抜粋 ▸
ほぼリアルを実現する 究極のVRができたとき
それでも人は観光をするだろうか――
1968年12月24日、1枚の写真が20世紀を変えたように
月に地球が昇る――アポロ8号の写真を見たとき、人類が想像したこともない視座の大転換が起きた。その美しい球体には、国境などなかった。「足元の地球を全球(GLOBE)として捉えるためには、うんと離れなくては。人間の一生なんて、宇宙の歴史から見たらほんの一瞬。400kmしか離れていない宇宙ステーションひまわりなんて地面スレスレ。長い時間感覚と広い視野を獲得すれば、物の見方は変わります」
そもそも星に惹かれたのは、不思議な苗字のルーツを遡って歴史に興味を持ったから。小中高と、目の前にないもの=歴史や天文に夢中だった。大学では星の化学組成を調べて"織姫は貧血気味"なんて卒論を書き、大学院では赤外線領域からさらに掘り下げた。研究を通じて得た"尖った深い専門性"は、フィールドが変わっても役に立つ。その生き証人がここにいる。

作業内容 ▸ 抜粋のうち「ほぼリアルを実現する 究極のVRができたとき」から「ても役に立つ。その生き証人がここにいる。」まで（「ても役に立つ。その生き証人がここにいる。」を含む）を、一字一句違えずに書き写してください。 以下の行は、この作業には一切関係いたしません。

写真内の物体を指し示す記録 ▸
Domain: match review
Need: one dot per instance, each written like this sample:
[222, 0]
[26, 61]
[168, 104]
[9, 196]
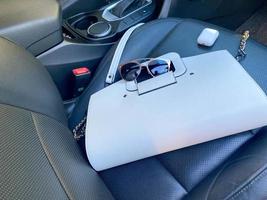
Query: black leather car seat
[39, 158]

解答 ▸
ほぼリアルを実現する 究極のVRができたとき
それでも人は観光をするだろうか――
1968年12月24日、1枚の写真が20世紀を変えたように
月に地球が昇る――アポロ8号の写真を見たとき、人類が想像したこともない視座の大転換が起きた。その美しい球体には、国境などなかった。「足元の地球を全球(GLOBE)として捉えるためには、うんと離れなくては。人間の一生なんて、宇宙の歴史から見たらほんの一瞬。400kmしか離れていない宇宙ステーションひまわりなんて地面スレスレ。長い時間感覚と広い視野を獲得すれば、物の見方は変わります」
そもそも星に惹かれたのは、不思議な苗字のルーツを遡って歴史に興味を持ったから。小中高と、目の前にないもの=歴史や天文に夢中だった。大学では星の化学組成を調べて"織姫は貧血気味"なんて卒論を書き、大学院では赤外線領域からさらに掘り下げた。研究を通じて得た"尖った深い専門性"は、フィールドが変わっても役に立つ。その生き証人がここにいる。